Every line must be returned precisely as it is written.

======== LISTED ENTRIES ========

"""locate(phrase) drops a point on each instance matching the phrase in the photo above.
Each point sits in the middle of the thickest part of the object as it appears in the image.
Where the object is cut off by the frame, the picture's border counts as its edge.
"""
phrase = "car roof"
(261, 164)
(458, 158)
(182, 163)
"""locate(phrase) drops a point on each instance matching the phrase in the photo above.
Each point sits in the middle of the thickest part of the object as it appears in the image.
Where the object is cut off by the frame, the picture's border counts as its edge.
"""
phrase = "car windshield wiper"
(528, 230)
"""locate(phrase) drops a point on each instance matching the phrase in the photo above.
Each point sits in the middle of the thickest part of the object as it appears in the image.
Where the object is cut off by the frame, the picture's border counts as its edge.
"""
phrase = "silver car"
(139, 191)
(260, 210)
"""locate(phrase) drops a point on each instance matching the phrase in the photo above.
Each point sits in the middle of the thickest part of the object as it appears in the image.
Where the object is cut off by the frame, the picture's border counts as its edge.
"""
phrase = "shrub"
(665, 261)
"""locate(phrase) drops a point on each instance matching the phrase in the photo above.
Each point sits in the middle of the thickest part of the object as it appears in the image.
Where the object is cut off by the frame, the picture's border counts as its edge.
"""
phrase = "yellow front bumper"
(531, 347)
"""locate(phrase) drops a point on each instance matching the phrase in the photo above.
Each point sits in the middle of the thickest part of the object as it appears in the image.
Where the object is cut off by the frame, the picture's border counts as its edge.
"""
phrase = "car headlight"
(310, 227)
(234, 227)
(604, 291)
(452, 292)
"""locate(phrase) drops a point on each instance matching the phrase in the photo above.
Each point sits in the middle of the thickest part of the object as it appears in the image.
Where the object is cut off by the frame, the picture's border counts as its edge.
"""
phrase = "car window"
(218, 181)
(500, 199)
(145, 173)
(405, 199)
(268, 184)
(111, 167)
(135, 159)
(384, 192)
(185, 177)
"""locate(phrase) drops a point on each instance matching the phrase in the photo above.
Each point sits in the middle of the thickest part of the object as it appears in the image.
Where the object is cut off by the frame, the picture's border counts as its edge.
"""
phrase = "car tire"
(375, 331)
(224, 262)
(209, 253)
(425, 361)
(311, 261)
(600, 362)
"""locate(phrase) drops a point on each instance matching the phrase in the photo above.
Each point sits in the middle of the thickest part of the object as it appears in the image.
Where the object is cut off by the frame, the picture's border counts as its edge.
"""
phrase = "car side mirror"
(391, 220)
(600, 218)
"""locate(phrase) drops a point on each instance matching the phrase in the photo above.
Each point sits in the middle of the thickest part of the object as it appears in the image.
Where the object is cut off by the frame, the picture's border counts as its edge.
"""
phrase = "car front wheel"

========

FINAL RESULT:
"""locate(phrase) drops a point on each instance matching the phrase in the photo above.
Each point sits in the middle of the thickest part of the object as it appears in the image.
Where the object is cut off by the frame, the picture's border counts as its edge.
"""
phrase = "car roof"
(261, 164)
(458, 158)
(182, 163)
"""locate(phrase) drops a point on each instance matching the phrase in the photo above.
Each point sits in the middle of the thickest part of the object as it appears in the image.
Where the object is cut off by the frame, the picture's border counts as its edge.
"""
phrase = "car windshield wiper"
(528, 230)
"""locate(phrase) drops a point on each instance matching the phrase in the photo above.
Each point sits in the middle of the thickest part of the object as it appears in the image.
Where the object is cut off by the frame, the picture's border counts as its edge.
"""
phrase = "silver car"
(139, 191)
(260, 210)
"""locate(phrase) drops a point on each instance matching the phrase in the photo above.
Each point sits in the middle of the thickest part of the object as it appears in the image.
Where the object is cut off by the frame, the picture's border counts as its edge.
"""
phrase = "shrub"
(665, 261)
"""locate(phrase) drops a point on each instance matching the phrase in the photo above.
Each point sits in the middle of the thickest part of the object as it appears in the image.
Where the object is cut off by the frame, the picture's border counts as its edge.
"""
phrase = "yellow front bumper"
(531, 347)
"""locate(phrase) drops a point on each instance matching the phrase in the photo above.
Each point sits in the middle of the thickest part of the object as it appears in the image.
Where the object is cut off by the frame, the picture's border counts as its edge.
"""
phrase = "car headlight"
(310, 227)
(234, 227)
(604, 291)
(452, 292)
"""locate(phrase) drops a point on each instance matching the phrase in the photo above.
Each point sits in the middle of the thickest part of the object as it appears in the image.
Where the object is cut off by the frame, the picture's border counts as its edge.
"""
phrase = "car window"
(218, 181)
(500, 199)
(145, 173)
(405, 199)
(268, 184)
(111, 167)
(135, 159)
(384, 192)
(185, 177)
"""locate(phrase) drops a point on each instance matching the phrase in the photo above.
Each point sits in the middle of the thickest part of the object as it appears in the image.
Where the object is cut off by the frame, the picture's border counts as its edge.
"""
phrase = "car tire"
(375, 331)
(224, 262)
(209, 253)
(425, 361)
(311, 261)
(600, 362)
"""locate(phrase) drops a point on each instance matching the phrase in the photo above.
Each point sits in the middle of the thickest part of the object as it appears in the image.
Where the object is cut off by the frame, the picture's border counts as its edge.
"""
phrase = "car side mirror"
(391, 220)
(600, 218)
"""locate(phrase) drops a point on each instance matching the phrase in the photo above.
Each point sits in the middle of the thickest part of the object as it appears in the image.
Where the object is cut off by the frame, the picture's border counts as its edge.
"""
phrase = "car front wheel"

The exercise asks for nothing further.